▶ [Directions]: Show every line below that contains the word "hair", copying each such line in full.
▬▬▬
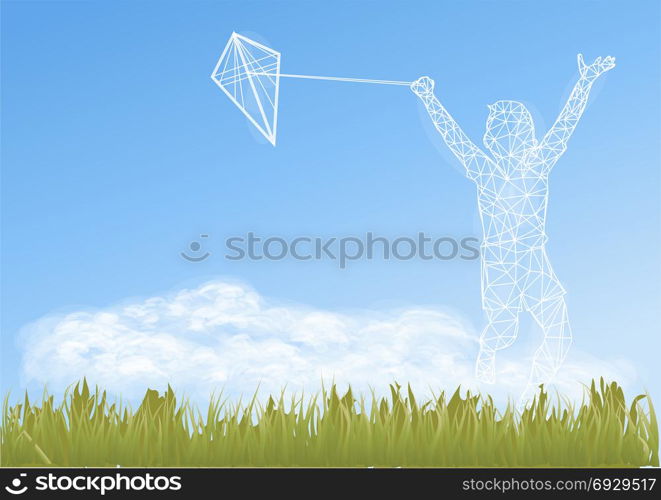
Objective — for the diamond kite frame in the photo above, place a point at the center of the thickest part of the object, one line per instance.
(244, 69)
(235, 42)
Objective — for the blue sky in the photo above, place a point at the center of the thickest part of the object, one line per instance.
(118, 150)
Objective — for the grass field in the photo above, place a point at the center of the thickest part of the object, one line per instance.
(329, 429)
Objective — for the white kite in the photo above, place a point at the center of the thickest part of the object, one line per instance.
(249, 74)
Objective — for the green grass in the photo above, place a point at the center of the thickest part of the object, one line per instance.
(329, 429)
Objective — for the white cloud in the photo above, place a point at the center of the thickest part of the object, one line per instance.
(225, 335)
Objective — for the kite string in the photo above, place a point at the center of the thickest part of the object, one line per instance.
(332, 78)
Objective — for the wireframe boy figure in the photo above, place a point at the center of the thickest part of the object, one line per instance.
(512, 188)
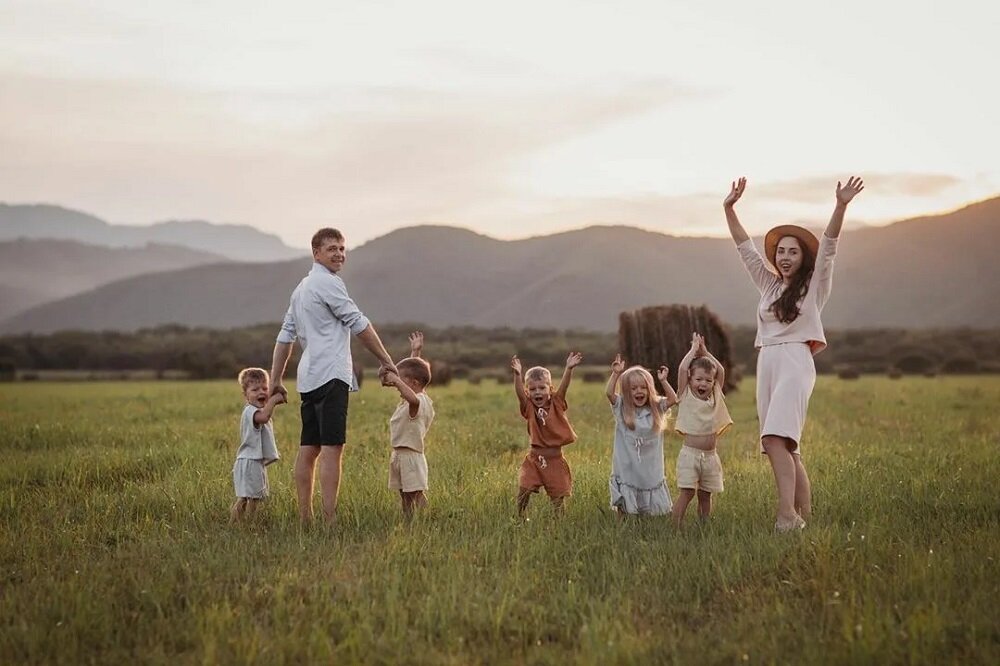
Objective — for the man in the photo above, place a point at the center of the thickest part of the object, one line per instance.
(323, 317)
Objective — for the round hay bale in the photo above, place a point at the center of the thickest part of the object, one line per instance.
(661, 335)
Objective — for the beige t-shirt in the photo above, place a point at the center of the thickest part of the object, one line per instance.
(406, 432)
(807, 327)
(702, 417)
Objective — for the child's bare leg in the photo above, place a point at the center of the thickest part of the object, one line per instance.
(680, 506)
(523, 495)
(704, 504)
(412, 500)
(803, 489)
(253, 506)
(236, 511)
(783, 466)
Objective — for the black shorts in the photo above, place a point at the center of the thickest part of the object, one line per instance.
(324, 415)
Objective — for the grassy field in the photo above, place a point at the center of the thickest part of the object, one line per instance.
(115, 547)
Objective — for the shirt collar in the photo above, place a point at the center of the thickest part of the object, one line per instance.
(320, 268)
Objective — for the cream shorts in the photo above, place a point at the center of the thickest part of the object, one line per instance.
(699, 470)
(250, 478)
(407, 470)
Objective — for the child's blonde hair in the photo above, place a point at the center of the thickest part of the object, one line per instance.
(255, 375)
(417, 368)
(634, 376)
(538, 372)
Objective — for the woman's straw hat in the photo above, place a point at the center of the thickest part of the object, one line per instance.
(805, 237)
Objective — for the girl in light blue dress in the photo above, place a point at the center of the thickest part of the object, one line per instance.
(637, 483)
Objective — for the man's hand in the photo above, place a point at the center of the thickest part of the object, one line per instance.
(618, 365)
(416, 343)
(387, 367)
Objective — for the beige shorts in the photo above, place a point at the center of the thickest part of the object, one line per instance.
(699, 470)
(407, 471)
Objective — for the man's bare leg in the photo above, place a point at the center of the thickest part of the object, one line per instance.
(329, 480)
(305, 465)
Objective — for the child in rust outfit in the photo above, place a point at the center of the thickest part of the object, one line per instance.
(549, 431)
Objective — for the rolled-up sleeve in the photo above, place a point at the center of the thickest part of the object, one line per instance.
(755, 266)
(287, 333)
(823, 272)
(343, 307)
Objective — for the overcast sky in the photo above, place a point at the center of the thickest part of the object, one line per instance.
(510, 118)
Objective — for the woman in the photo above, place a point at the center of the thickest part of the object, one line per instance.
(793, 291)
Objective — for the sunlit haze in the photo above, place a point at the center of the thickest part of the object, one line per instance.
(512, 119)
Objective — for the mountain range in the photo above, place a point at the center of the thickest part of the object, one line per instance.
(233, 241)
(42, 270)
(934, 271)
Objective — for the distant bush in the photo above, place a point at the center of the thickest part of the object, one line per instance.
(915, 364)
(8, 371)
(441, 373)
(960, 365)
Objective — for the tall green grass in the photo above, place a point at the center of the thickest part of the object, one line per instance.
(115, 547)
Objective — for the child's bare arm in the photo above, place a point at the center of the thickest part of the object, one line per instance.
(684, 368)
(720, 371)
(668, 391)
(515, 368)
(574, 359)
(405, 392)
(263, 415)
(416, 344)
(617, 367)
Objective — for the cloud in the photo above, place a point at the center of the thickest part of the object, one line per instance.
(377, 157)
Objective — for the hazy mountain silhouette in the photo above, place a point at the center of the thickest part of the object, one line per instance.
(237, 242)
(37, 271)
(937, 271)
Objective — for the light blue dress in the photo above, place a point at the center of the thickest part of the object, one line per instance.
(637, 483)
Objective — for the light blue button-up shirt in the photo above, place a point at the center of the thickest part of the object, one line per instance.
(322, 317)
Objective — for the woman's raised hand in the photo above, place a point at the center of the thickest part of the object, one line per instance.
(849, 191)
(736, 191)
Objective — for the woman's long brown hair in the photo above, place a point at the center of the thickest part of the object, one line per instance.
(786, 306)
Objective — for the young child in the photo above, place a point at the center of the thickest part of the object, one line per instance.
(257, 446)
(408, 427)
(548, 429)
(637, 483)
(702, 417)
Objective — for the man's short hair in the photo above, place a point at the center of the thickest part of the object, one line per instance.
(415, 368)
(249, 376)
(325, 234)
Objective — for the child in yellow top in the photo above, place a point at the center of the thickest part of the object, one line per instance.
(408, 427)
(702, 417)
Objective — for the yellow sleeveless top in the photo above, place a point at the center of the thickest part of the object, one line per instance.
(702, 417)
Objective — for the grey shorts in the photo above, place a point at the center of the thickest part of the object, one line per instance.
(250, 479)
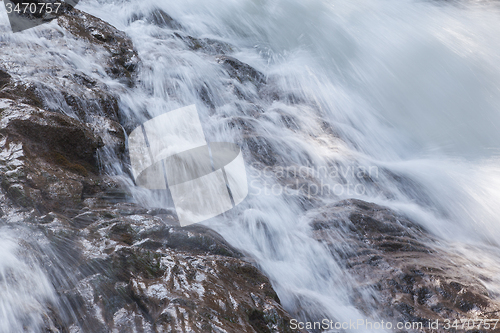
▬▬▬
▶ [Expected output]:
Objective — for the child's blonde hair in the photo above, place a point at the center of the thickest part of the object, one line per instance.
Objective — for the woman's long brown hair in the photo above, place a point at the center of the thickest part of the object, one line per instance.
Objective — for the man's short hair in the photo above, place a point at the center of the thickest part of the object, one line per instance.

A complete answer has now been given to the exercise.